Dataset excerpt

━━━━━━━━━━

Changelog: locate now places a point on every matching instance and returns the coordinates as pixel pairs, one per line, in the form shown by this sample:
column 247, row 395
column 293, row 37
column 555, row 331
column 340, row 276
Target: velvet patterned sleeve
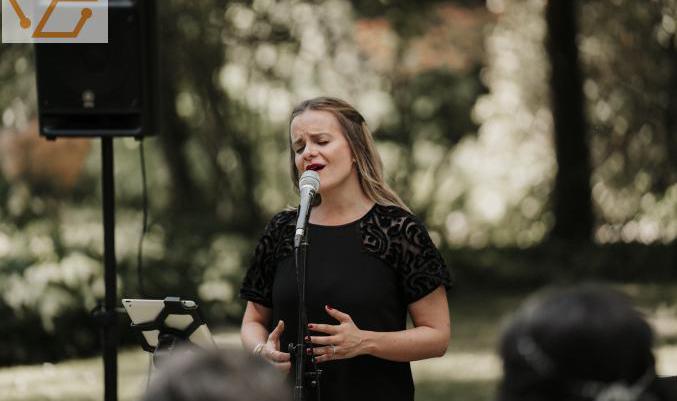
column 402, row 241
column 257, row 285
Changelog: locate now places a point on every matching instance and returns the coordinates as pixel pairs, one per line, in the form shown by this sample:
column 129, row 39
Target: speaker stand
column 109, row 328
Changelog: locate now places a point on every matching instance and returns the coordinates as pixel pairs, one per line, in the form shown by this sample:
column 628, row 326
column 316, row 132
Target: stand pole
column 109, row 328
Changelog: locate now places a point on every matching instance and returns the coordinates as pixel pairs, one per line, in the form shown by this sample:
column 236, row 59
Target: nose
column 309, row 151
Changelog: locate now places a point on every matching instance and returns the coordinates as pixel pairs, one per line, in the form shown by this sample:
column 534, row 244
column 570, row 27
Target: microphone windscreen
column 310, row 177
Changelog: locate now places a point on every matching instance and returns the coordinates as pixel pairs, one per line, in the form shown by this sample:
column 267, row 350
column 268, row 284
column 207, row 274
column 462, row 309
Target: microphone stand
column 298, row 350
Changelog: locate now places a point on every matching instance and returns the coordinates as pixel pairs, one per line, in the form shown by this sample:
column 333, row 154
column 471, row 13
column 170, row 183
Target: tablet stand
column 168, row 337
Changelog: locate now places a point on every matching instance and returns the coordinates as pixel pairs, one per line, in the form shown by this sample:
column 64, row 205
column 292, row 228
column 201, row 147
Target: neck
column 340, row 207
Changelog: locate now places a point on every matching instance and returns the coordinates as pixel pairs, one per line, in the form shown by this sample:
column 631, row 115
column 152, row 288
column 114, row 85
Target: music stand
column 162, row 325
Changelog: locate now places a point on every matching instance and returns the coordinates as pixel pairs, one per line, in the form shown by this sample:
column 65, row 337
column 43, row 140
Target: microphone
column 309, row 183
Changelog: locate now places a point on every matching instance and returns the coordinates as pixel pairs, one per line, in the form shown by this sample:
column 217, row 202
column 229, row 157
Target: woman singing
column 370, row 262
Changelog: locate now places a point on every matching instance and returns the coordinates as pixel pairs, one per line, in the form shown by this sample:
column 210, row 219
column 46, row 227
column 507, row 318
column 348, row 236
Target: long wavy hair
column 362, row 147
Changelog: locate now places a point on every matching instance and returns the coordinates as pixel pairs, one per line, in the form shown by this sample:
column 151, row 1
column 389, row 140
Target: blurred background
column 536, row 139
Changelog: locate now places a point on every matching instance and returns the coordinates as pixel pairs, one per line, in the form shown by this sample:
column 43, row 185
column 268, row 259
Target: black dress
column 371, row 269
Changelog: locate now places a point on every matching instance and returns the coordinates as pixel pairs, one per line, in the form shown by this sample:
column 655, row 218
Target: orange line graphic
column 24, row 21
column 85, row 14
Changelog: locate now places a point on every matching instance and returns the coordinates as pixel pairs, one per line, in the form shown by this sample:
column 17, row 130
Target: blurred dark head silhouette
column 194, row 374
column 582, row 343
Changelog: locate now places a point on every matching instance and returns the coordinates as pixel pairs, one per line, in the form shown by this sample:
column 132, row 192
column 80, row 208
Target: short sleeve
column 422, row 268
column 402, row 242
column 257, row 285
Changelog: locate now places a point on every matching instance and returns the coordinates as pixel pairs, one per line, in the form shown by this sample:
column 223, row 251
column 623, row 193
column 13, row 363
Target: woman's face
column 318, row 144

━━━━━━━━━━

What to do ▸ Collect every line of the records that contains the word "blurred" and list those lines.

Result for this task ▸
Target: blurred background
Target: blurred dark head silhouette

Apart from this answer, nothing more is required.